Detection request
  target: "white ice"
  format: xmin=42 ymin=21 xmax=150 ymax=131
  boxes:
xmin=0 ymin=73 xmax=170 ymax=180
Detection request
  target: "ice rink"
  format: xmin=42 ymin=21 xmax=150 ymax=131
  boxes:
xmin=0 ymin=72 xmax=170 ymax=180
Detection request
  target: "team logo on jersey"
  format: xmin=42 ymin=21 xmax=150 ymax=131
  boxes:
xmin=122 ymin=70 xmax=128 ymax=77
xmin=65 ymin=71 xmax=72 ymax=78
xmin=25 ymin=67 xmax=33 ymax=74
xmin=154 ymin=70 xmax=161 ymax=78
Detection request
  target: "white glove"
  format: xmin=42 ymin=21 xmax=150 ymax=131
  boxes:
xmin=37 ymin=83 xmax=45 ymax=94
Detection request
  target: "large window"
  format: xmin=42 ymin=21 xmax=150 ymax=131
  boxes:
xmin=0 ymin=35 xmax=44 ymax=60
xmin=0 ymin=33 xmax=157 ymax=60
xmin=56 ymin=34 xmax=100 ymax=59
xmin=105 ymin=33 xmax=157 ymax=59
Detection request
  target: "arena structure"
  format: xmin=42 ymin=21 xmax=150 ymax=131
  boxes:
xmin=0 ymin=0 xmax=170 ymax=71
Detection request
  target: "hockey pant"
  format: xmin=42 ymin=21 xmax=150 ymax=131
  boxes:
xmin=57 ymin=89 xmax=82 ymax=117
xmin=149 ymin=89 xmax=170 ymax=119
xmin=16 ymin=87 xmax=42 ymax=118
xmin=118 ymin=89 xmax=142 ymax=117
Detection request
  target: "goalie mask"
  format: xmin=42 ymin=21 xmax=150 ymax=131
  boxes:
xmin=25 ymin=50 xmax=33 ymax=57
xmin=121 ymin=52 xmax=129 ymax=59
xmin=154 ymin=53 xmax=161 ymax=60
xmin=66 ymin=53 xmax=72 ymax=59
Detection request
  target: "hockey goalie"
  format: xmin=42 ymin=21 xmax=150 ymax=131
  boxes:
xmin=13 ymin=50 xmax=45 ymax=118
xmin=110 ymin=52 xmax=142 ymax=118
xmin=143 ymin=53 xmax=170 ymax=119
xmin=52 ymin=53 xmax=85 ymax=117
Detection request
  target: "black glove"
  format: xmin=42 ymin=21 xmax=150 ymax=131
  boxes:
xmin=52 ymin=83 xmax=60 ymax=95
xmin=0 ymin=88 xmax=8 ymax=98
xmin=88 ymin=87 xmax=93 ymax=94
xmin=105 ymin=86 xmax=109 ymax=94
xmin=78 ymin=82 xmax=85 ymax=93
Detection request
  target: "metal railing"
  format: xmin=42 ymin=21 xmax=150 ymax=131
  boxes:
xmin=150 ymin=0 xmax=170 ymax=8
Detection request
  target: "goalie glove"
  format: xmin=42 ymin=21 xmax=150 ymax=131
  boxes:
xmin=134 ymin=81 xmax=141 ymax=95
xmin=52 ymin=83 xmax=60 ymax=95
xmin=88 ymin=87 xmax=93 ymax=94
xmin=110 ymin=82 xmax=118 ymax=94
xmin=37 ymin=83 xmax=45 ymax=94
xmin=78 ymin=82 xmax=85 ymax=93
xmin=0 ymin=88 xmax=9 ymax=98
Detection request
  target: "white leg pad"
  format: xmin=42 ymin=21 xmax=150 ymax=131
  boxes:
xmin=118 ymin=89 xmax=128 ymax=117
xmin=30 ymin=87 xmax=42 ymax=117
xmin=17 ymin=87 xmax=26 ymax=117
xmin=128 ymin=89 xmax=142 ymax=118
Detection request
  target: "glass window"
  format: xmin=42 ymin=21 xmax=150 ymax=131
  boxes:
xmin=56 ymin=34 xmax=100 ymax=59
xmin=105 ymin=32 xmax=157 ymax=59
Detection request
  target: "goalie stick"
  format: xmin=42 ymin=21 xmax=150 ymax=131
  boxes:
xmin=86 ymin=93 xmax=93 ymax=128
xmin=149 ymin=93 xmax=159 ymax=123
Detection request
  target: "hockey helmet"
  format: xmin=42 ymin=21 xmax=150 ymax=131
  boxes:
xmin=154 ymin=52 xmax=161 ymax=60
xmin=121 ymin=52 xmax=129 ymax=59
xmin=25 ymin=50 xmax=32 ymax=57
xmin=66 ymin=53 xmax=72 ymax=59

_____

# Work task
The records shown above are to be copied exactly, every one of them.

# Solution below
Detection request
  target: "white ice"
  format: xmin=42 ymin=21 xmax=150 ymax=131
  boxes:
xmin=0 ymin=73 xmax=170 ymax=180
Detection request
  target: "ice rink"
  format: xmin=42 ymin=21 xmax=150 ymax=131
  boxes:
xmin=0 ymin=72 xmax=170 ymax=180
Detection request
  target: "team logo on jersey"
  format: xmin=42 ymin=21 xmax=150 ymax=131
  boxes:
xmin=122 ymin=70 xmax=128 ymax=77
xmin=65 ymin=71 xmax=72 ymax=78
xmin=25 ymin=67 xmax=33 ymax=74
xmin=154 ymin=70 xmax=161 ymax=78
Detection request
  target: "white glove"
  format: xmin=42 ymin=21 xmax=150 ymax=131
  boxes:
xmin=37 ymin=83 xmax=45 ymax=94
Detection request
  target: "large window"
  format: xmin=42 ymin=21 xmax=150 ymax=131
  boxes:
xmin=0 ymin=35 xmax=44 ymax=60
xmin=0 ymin=33 xmax=157 ymax=60
xmin=56 ymin=34 xmax=100 ymax=59
xmin=105 ymin=33 xmax=157 ymax=59
Detection request
  target: "arena structure"
  format: xmin=42 ymin=21 xmax=150 ymax=131
  boxes:
xmin=0 ymin=0 xmax=170 ymax=71
Detection request
  target: "hockey pant"
  format: xmin=42 ymin=21 xmax=150 ymax=131
  boxes:
xmin=57 ymin=89 xmax=82 ymax=117
xmin=149 ymin=89 xmax=170 ymax=119
xmin=16 ymin=87 xmax=42 ymax=118
xmin=118 ymin=89 xmax=142 ymax=117
Detection request
  target: "goalie mask"
  format: xmin=42 ymin=21 xmax=150 ymax=131
  boxes:
xmin=25 ymin=50 xmax=33 ymax=57
xmin=121 ymin=52 xmax=129 ymax=59
xmin=154 ymin=53 xmax=161 ymax=60
xmin=66 ymin=53 xmax=72 ymax=59
Detection request
  target: "hockey goalie"
  format: xmin=42 ymin=21 xmax=150 ymax=131
  boxes:
xmin=13 ymin=50 xmax=45 ymax=118
xmin=110 ymin=52 xmax=142 ymax=118
xmin=143 ymin=53 xmax=170 ymax=119
xmin=52 ymin=53 xmax=85 ymax=117
Detection request
  target: "black glove"
  format: xmin=42 ymin=21 xmax=150 ymax=131
  boxes:
xmin=52 ymin=83 xmax=60 ymax=95
xmin=0 ymin=88 xmax=8 ymax=98
xmin=88 ymin=87 xmax=93 ymax=94
xmin=105 ymin=86 xmax=109 ymax=94
xmin=78 ymin=82 xmax=85 ymax=93
Detection request
  target: "metal railing"
  format: xmin=42 ymin=21 xmax=150 ymax=131
  boxes:
xmin=150 ymin=0 xmax=170 ymax=8
Detection request
  target: "goalie glove"
  format: xmin=42 ymin=21 xmax=150 ymax=131
  boxes:
xmin=134 ymin=81 xmax=141 ymax=95
xmin=52 ymin=83 xmax=60 ymax=95
xmin=88 ymin=87 xmax=93 ymax=94
xmin=110 ymin=82 xmax=118 ymax=94
xmin=37 ymin=83 xmax=45 ymax=94
xmin=78 ymin=82 xmax=85 ymax=93
xmin=0 ymin=88 xmax=9 ymax=98
Detection request
  target: "white leg pad"
  format: xmin=42 ymin=21 xmax=150 ymax=131
  boxes:
xmin=118 ymin=89 xmax=128 ymax=117
xmin=30 ymin=87 xmax=42 ymax=117
xmin=17 ymin=87 xmax=26 ymax=117
xmin=128 ymin=89 xmax=142 ymax=118
Detection request
  target: "glass window"
  format: xmin=42 ymin=21 xmax=150 ymax=131
  boxes:
xmin=56 ymin=34 xmax=100 ymax=59
xmin=105 ymin=32 xmax=157 ymax=59
Detection request
  target: "goalie stick"
  format: xmin=42 ymin=21 xmax=150 ymax=131
  boxes:
xmin=86 ymin=93 xmax=93 ymax=128
xmin=149 ymin=93 xmax=159 ymax=123
Detection request
  target: "hockey helmet"
  format: xmin=42 ymin=21 xmax=150 ymax=131
  boxes:
xmin=154 ymin=52 xmax=161 ymax=60
xmin=121 ymin=52 xmax=129 ymax=59
xmin=25 ymin=50 xmax=32 ymax=57
xmin=66 ymin=53 xmax=72 ymax=59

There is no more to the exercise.